==== EXERCISE INPUT

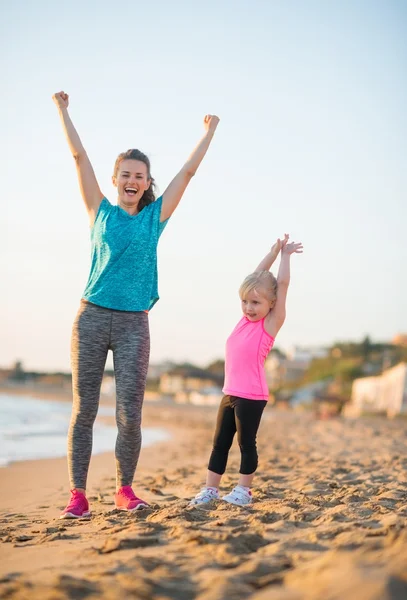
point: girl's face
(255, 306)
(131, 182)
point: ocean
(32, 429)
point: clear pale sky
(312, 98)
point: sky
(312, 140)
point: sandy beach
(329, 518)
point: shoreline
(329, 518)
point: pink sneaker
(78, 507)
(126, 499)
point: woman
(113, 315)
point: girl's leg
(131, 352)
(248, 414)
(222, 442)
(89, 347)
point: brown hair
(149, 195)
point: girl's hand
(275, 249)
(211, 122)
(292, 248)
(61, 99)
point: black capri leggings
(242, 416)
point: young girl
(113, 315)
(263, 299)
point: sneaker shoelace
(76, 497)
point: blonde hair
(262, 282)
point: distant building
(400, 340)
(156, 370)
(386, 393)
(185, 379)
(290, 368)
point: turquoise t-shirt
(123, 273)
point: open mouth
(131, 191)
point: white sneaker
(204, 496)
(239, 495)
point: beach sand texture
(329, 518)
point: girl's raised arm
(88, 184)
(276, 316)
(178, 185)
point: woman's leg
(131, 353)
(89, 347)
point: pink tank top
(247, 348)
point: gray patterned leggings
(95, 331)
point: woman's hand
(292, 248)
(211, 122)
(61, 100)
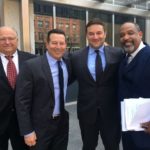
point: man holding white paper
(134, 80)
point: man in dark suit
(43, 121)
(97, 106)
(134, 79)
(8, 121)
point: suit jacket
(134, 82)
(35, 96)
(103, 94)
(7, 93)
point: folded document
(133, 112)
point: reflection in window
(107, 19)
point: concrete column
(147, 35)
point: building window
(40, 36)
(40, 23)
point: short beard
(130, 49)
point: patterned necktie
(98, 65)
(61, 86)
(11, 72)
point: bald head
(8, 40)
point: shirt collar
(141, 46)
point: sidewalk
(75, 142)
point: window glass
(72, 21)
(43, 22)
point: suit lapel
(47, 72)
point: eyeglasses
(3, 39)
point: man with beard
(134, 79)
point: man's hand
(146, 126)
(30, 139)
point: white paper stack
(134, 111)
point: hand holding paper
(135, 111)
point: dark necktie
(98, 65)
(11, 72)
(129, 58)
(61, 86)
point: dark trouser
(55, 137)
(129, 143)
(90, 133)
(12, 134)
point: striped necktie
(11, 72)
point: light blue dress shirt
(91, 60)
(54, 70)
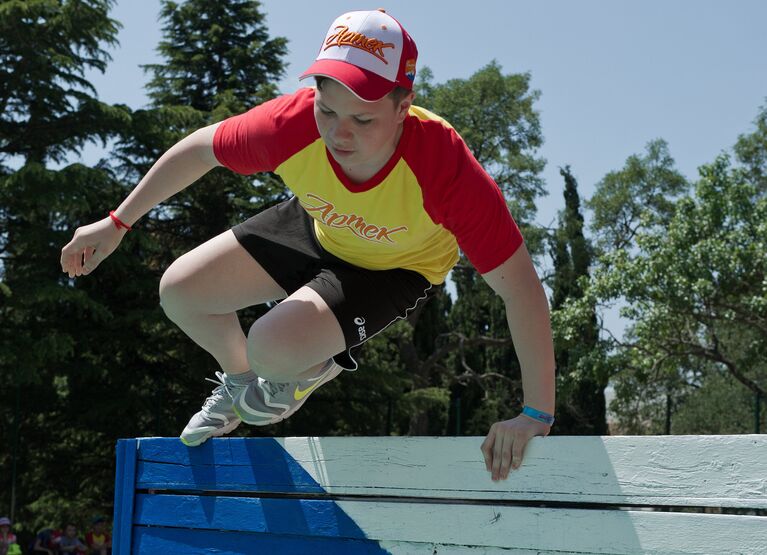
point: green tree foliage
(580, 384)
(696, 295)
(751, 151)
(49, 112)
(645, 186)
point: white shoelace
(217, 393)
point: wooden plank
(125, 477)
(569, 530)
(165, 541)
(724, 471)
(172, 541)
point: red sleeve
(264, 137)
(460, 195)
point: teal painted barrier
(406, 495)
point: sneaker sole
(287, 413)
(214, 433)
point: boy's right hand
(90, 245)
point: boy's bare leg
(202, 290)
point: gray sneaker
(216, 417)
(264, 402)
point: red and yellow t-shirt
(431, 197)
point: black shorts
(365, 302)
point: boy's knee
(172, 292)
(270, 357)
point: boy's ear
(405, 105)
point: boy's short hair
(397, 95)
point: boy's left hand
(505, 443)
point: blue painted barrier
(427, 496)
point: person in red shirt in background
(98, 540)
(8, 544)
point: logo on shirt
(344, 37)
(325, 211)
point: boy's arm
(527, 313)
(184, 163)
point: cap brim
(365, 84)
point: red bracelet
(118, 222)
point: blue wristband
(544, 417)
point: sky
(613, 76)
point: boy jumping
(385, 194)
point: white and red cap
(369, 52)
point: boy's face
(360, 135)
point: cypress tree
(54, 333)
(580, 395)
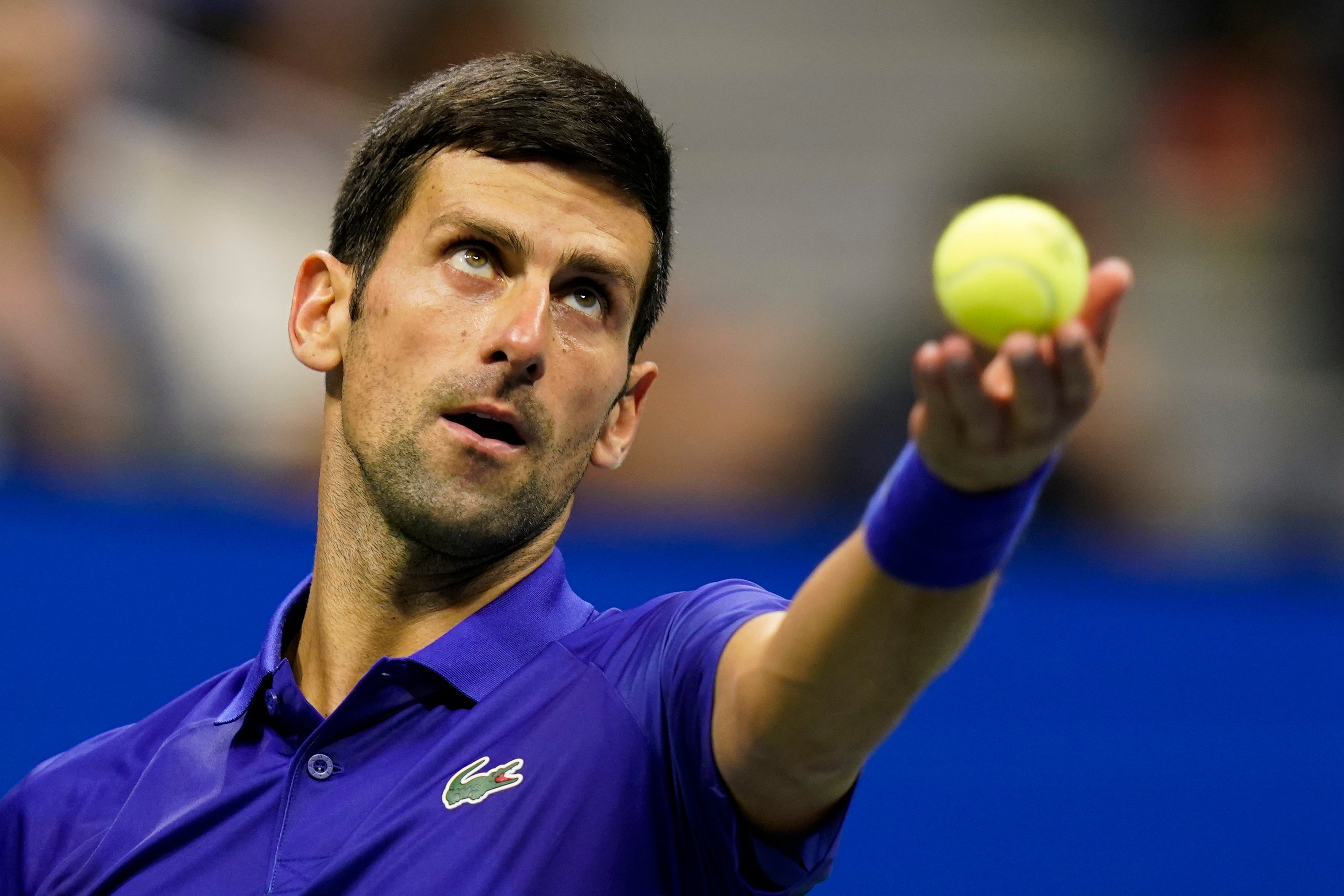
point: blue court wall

========

◆ EXERCISE INSTRUCTIONS:
Verbatim reproduction of every record is required; images are left out.

◆ FINISHED TASK:
point: girl's face
(255, 306)
(131, 182)
point: ocean
(32, 429)
point: clear pale sky
(312, 98)
point: sky
(312, 140)
point: sandy beach
(329, 518)
point: shoreline
(329, 518)
point: pink sneaker
(78, 507)
(126, 499)
point: woman
(113, 315)
point: girl's leg
(131, 352)
(248, 414)
(222, 442)
(89, 347)
point: brown hair
(149, 195)
point: girl's hand
(275, 249)
(211, 122)
(292, 248)
(61, 99)
point: black capri leggings
(242, 416)
point: young girl
(113, 315)
(263, 299)
point: sneaker shoelace
(76, 497)
point: blonde hair
(262, 282)
point: distant building
(400, 340)
(156, 370)
(386, 393)
(185, 379)
(290, 368)
point: turquoise t-shirt
(123, 273)
point: open mouth
(131, 191)
point: white sneaker
(204, 496)
(239, 495)
point: beach sand texture
(329, 518)
point: girl's raised arm
(88, 184)
(276, 316)
(178, 185)
point: woman's leg
(131, 353)
(89, 347)
point: pink tank top
(247, 348)
point: gray patterned leggings
(95, 331)
point: woman's hand
(292, 248)
(211, 122)
(61, 100)
point: man holding white paper
(134, 80)
point: man in dark suit
(43, 121)
(97, 106)
(134, 79)
(8, 121)
point: suit jacket
(134, 82)
(35, 96)
(103, 94)
(7, 93)
point: folded document
(133, 112)
point: reflection in window
(107, 19)
point: concrete column
(147, 35)
point: building window
(40, 36)
(40, 23)
point: short beard
(130, 49)
point: patterned necktie
(98, 65)
(61, 86)
(11, 72)
point: bald head
(8, 40)
point: shirt collar
(141, 46)
point: sidewalk
(75, 142)
point: window glass
(72, 21)
(43, 22)
point: suit lapel
(47, 72)
point: eyeglasses
(3, 39)
point: man with beard
(134, 79)
point: man's hand
(146, 126)
(30, 139)
point: white paper stack
(134, 111)
point: hand holding paper
(135, 111)
point: dark necktie
(98, 65)
(11, 72)
(129, 58)
(61, 86)
point: dark trouser
(55, 137)
(129, 143)
(90, 133)
(12, 134)
point: striped necktie
(11, 72)
point: light blue dress shirt
(91, 60)
(54, 70)
point: green tree foliage
(580, 384)
(696, 295)
(751, 151)
(49, 112)
(645, 186)
point: white shoelace
(217, 393)
point: wooden plank
(125, 477)
(569, 530)
(165, 541)
(724, 471)
(172, 541)
point: red sleeve
(264, 137)
(460, 195)
point: teal painted barrier
(406, 495)
point: sneaker sole
(287, 413)
(214, 433)
point: boy's right hand
(90, 245)
point: boy's bare leg
(202, 290)
point: gray sneaker
(216, 417)
(264, 402)
point: red and yellow t-shirt
(431, 197)
point: black shorts
(365, 302)
point: boy's knee
(172, 292)
(270, 357)
point: boy's ear
(405, 105)
point: boy's short hair
(397, 95)
point: boy's left hand
(505, 443)
point: blue painted barrier
(427, 496)
point: person in red shirt in background
(98, 540)
(8, 544)
point: logo on shirt
(344, 37)
(325, 211)
point: boy's arm
(527, 313)
(184, 163)
point: cap brim
(365, 84)
point: red bracelet
(118, 222)
point: blue wristband
(544, 417)
point: sky
(613, 76)
point: boy jumping
(385, 194)
point: white and red cap
(369, 52)
point: boy's face
(360, 135)
point: cypress tree
(54, 333)
(580, 395)
point: blue court wall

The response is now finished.